═════ Texte fourni ═════
Le mot « Juif / Yéhoudi יהודי » : Retrouver la puissance tanakhique
- Une origine royale
Le mot Yéhoudi (יהודי), traduit par « Juif », porte en lui une puissance considérable à sa source biblique.
Dans le Livre Ester (2,5), Mordekhaï est qualifié de « איש יהודי » — « un homme juif ». Ce qualificatif trouve son origine dans le nom Yehoudah (יהודה), l’un des fils de Yaakov, éponyme de la tribu royale de Yehoudah. C’est cette tribu, Yehoudah, qui incarne la royauté en Israël, associée au lion, symbole de force, de dignité… et de souveraineté.
Ainsi, à sa source tanakhique, la notion d’« Homme juif » est noble, forte, souveraine. Elle exprime la volonté royale d’Israël dans son expression la plus haute. D’ailleurs, ses valeurs numériques sont très révélatrices — nous y reviendrons, avec l’aide d’Hachem.
Un signe remarquable : dans ce verset d’Ester 2,5, le mot « איש » (homme) est le 441ᵉ mot du livre. Or 441 est la guématria de אמת (vérité).
Comme si cette désignation — « un homme juif » — reposait sur un fondement de vérité essentielle.
אמת | ת | מ | א | |
441 | = | 400 | 40 | 1 |
- Dérive du sens : une déconnexion « moderne »
Mais aujourd’hui, que reste-t-il de cette noblesse d’origine ?
Cette volonté royale, cette énergie souveraine, sont-elles encore ressenties au sein du peuple hébreu, qu’il soit en exil ou non ? Chez une minorité éveillée, bien sûr. Mais pour la majorité ? Je crains que non.
Dans la culture occidentale, laïque, christianisée ou islamisée, le mot « juif » apparaît comme déconnecté de sa racine Tanakhique. Il semble ne plus renvoyer qu’à une identité spirituelle, à un statut religieux limitatif et enfermant.
Pire encore, ce mot semble pris en otage, pollué par des siècles d’exils, d’hostilité, de récupération idéologique. Il a été transformé en étiquette sociopolitique ou en outil de marginalisation négative, utilisé comme arme contre Israël.
═════ Données fournies ═════
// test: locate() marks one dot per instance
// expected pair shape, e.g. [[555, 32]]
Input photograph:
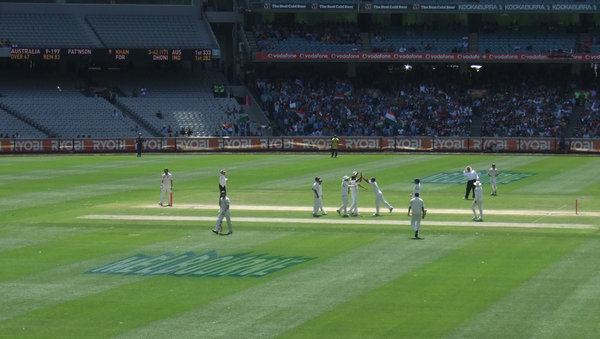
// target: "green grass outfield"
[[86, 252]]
═════
═════ Données fournies ═════
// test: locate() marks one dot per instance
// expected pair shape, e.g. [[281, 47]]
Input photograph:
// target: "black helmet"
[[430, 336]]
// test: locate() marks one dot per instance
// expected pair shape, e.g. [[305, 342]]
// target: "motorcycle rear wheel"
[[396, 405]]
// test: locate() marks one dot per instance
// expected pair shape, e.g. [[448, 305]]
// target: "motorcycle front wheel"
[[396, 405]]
═════
═════ Données fournies ═════
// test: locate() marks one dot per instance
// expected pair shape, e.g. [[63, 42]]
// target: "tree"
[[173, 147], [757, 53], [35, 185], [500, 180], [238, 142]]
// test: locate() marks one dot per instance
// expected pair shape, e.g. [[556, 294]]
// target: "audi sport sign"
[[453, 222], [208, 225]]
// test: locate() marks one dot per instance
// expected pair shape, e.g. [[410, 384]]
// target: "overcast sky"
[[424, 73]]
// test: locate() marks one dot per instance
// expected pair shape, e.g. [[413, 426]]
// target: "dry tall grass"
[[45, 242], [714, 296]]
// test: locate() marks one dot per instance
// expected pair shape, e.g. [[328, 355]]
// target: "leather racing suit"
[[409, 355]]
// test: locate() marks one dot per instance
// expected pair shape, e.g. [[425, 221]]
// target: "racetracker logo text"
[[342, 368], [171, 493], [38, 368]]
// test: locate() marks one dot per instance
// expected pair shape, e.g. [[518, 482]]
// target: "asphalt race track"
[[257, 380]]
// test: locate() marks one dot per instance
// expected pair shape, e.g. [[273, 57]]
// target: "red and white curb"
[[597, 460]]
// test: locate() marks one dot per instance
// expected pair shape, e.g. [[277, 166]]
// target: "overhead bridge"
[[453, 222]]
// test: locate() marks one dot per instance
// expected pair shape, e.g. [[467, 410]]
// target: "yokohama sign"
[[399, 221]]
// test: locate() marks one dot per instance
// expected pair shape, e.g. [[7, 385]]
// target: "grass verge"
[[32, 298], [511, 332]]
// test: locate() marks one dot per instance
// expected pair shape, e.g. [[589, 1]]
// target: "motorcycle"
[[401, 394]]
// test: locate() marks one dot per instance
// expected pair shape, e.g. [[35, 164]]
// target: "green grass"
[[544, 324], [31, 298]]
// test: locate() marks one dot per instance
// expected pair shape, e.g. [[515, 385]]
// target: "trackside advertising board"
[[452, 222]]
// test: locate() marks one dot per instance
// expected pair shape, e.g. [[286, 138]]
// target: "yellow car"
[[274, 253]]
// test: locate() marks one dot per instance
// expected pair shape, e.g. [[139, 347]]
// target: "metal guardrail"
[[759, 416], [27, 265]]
═════
• [Consignes de travail]
1 – Répondez aux questions suivantes à partir du texte sur le mot « Juif ».
(a) Dans quel verset Mordekhaï est-il qualifié de « איש יהודי » ?
(b) À quel animal la tribu de Yehoudah est-elle associée ?
(c) Quel rang le mot « איש » occupe-t-il dans le livre d'Ester ?
2 – Dites si chacune des affirmations suivantes s'accorde avec le texte sur le mot « Juif », en justifiant par les mots exacts du texte.
(a) Yehoudah est l'un des fils de Yaakov.
(b) 441 est la guématria du mot « אמת ».
(c) Selon l'auteur, la majorité du peuple hébreu ressent encore cette volonté royale.

• [Réponses par consigne]
1 –
(a) Ester 2,5.
(b) Au lion.
(c) C'est le 441ᵉ mot du livre.

2 –
(a) Oui : « l’un des fils de Yaakov ».
(b) Oui : « Or 441 est la guématria de אמת (vérité). »
(c) Non : « Mais pour la majorité ? Je crains que non. »